* Begin THE INPUT *
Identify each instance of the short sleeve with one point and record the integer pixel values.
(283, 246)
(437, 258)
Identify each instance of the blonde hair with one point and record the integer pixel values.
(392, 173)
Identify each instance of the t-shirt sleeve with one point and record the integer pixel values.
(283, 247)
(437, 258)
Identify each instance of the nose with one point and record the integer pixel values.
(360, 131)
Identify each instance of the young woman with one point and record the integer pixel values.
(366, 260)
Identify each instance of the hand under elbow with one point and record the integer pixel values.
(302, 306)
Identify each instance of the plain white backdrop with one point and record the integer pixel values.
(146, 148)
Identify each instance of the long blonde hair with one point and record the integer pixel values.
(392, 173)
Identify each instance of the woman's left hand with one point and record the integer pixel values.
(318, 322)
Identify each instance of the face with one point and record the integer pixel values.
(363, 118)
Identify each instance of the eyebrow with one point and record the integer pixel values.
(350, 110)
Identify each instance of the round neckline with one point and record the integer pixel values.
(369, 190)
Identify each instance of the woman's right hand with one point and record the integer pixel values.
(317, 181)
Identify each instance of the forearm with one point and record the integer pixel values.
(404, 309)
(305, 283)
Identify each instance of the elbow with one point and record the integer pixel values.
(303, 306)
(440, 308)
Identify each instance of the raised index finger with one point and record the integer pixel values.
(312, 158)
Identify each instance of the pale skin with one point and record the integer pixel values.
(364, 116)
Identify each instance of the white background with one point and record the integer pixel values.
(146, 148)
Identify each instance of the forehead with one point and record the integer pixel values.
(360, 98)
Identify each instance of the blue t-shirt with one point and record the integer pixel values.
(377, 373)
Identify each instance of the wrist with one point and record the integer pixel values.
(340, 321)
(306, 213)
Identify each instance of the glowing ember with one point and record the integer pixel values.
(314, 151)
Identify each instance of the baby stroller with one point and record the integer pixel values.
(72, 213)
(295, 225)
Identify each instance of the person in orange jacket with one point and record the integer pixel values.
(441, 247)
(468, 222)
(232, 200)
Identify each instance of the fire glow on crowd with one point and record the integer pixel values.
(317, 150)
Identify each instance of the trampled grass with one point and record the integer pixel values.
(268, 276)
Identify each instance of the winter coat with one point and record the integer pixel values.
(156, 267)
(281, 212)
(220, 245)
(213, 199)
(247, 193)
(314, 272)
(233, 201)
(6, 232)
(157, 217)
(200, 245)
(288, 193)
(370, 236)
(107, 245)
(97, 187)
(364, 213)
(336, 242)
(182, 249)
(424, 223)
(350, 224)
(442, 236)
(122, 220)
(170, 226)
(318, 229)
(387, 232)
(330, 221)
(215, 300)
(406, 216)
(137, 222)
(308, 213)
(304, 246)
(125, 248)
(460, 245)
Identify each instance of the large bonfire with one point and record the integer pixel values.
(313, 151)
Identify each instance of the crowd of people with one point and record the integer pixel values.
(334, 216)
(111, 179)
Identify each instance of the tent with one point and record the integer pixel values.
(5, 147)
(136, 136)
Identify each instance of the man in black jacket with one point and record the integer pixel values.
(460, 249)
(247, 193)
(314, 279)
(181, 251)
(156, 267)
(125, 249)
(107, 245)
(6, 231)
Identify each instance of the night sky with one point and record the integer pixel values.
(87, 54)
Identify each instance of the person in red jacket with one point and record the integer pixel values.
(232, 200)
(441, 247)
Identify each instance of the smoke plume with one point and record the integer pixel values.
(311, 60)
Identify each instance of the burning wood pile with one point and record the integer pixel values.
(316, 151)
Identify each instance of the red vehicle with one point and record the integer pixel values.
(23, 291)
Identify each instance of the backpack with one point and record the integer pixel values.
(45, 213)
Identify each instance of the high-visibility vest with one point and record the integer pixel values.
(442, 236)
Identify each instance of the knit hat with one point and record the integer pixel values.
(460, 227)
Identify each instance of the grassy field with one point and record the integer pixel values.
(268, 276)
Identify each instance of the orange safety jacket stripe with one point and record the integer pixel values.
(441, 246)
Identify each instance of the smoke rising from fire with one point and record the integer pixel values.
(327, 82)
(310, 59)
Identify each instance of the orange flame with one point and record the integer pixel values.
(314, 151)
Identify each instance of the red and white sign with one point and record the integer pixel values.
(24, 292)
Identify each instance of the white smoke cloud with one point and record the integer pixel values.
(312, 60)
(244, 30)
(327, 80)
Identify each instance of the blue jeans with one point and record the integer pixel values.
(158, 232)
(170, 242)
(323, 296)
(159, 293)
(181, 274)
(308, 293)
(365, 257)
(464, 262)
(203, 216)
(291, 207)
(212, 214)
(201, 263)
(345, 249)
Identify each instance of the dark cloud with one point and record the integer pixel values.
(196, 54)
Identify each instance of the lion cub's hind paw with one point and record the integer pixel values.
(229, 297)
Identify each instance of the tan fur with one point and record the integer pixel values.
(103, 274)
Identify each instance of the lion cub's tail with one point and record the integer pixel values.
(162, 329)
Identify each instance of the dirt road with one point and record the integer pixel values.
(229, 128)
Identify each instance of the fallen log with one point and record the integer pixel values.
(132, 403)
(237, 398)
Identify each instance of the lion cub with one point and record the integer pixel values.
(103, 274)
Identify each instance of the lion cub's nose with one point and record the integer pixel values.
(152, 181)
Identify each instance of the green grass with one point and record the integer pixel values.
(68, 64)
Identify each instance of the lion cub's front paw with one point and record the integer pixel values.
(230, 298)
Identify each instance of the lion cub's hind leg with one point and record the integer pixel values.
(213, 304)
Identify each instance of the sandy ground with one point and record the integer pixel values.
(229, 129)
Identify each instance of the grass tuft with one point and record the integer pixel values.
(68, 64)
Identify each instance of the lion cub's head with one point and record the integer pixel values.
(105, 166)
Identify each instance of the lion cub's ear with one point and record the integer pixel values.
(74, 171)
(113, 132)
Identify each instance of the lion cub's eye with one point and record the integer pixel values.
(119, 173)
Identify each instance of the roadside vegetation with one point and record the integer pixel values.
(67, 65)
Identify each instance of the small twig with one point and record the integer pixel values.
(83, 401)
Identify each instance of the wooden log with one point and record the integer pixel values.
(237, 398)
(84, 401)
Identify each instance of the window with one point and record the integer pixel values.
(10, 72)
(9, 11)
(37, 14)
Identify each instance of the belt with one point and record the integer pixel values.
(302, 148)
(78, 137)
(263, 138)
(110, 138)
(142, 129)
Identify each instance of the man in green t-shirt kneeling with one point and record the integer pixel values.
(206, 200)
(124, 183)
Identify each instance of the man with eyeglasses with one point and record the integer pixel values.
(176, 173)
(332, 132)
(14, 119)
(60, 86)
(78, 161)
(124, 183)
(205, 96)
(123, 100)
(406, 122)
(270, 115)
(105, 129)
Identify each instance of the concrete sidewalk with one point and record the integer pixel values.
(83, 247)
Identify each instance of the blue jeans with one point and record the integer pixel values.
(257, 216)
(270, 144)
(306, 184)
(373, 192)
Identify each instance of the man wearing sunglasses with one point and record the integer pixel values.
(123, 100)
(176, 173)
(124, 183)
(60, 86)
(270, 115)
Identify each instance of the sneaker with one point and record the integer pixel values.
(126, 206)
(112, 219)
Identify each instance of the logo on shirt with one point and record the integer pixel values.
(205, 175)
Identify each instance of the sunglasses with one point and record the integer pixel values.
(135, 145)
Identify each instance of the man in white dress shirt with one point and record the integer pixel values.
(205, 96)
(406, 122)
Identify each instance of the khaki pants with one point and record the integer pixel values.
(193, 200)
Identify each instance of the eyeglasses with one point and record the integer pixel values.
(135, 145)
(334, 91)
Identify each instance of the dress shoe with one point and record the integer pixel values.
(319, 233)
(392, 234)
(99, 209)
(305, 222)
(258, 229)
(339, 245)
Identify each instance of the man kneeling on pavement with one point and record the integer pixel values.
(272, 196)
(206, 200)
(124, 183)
* End THE INPUT *
* Begin THE INPUT *
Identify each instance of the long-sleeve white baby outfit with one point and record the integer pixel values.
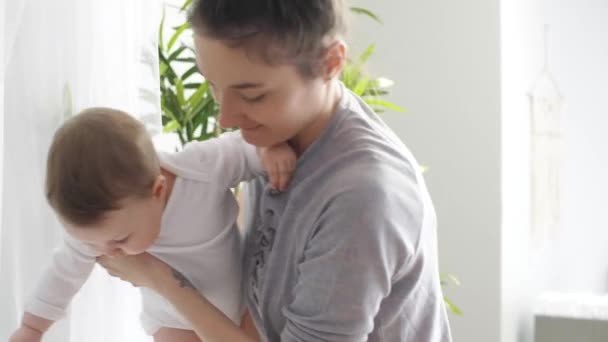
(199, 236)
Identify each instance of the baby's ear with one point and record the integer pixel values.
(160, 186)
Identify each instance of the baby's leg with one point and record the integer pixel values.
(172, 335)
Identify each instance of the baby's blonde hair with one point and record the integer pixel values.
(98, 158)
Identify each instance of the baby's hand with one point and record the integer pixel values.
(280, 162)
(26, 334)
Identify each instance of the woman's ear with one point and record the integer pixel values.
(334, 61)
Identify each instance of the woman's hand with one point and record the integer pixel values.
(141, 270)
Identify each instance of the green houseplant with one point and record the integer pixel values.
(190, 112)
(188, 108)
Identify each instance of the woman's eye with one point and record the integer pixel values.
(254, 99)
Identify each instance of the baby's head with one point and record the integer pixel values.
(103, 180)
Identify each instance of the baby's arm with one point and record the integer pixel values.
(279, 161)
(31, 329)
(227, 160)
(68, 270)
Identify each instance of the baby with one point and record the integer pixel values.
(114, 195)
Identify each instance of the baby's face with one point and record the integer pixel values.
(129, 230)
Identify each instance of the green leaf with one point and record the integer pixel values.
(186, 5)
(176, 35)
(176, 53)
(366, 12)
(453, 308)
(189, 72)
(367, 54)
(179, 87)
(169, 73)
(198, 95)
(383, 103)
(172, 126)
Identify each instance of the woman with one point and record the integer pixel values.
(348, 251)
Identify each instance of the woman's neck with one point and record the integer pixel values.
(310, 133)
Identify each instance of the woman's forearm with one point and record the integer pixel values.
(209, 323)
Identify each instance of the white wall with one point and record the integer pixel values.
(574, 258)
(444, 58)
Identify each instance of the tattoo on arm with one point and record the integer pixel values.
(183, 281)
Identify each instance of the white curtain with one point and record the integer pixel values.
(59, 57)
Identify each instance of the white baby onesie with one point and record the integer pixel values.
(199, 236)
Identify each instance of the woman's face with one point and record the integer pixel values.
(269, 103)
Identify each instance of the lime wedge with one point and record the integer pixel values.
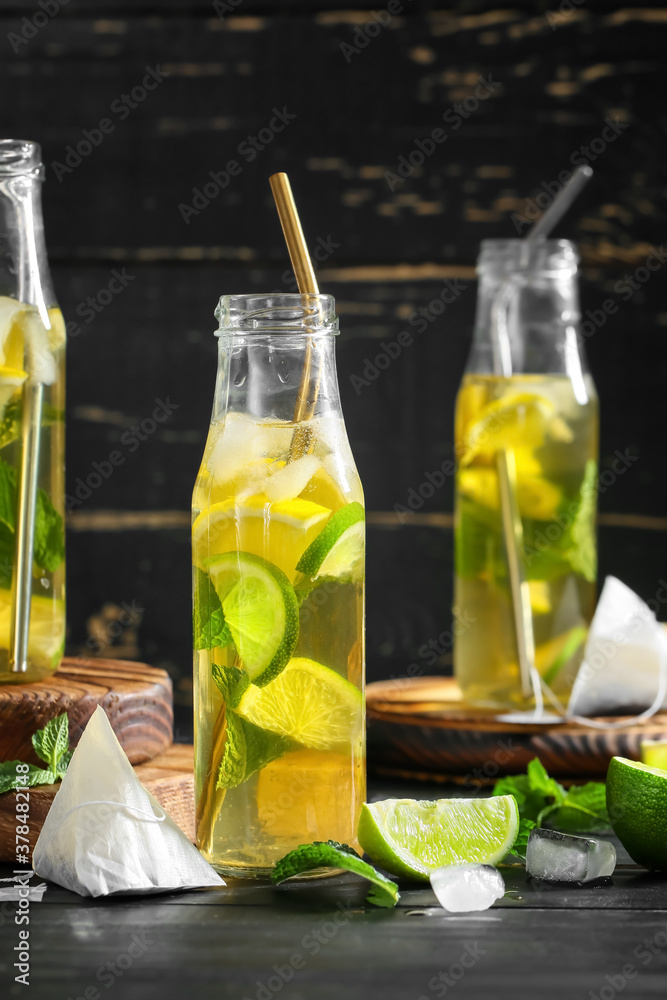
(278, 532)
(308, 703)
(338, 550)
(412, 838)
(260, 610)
* End THE INPUT *
| EXERCISE OBJECTIVE |
Gather every line of the data above that contains the string "forearm" and copy each one out in full. Treat the match as case-sensitive.

| SOLUTION |
Identify each instance of the forearm with one point and record the integer pixel values.
Identify each instance of the woman's forearm with one point and record the integer pixel values.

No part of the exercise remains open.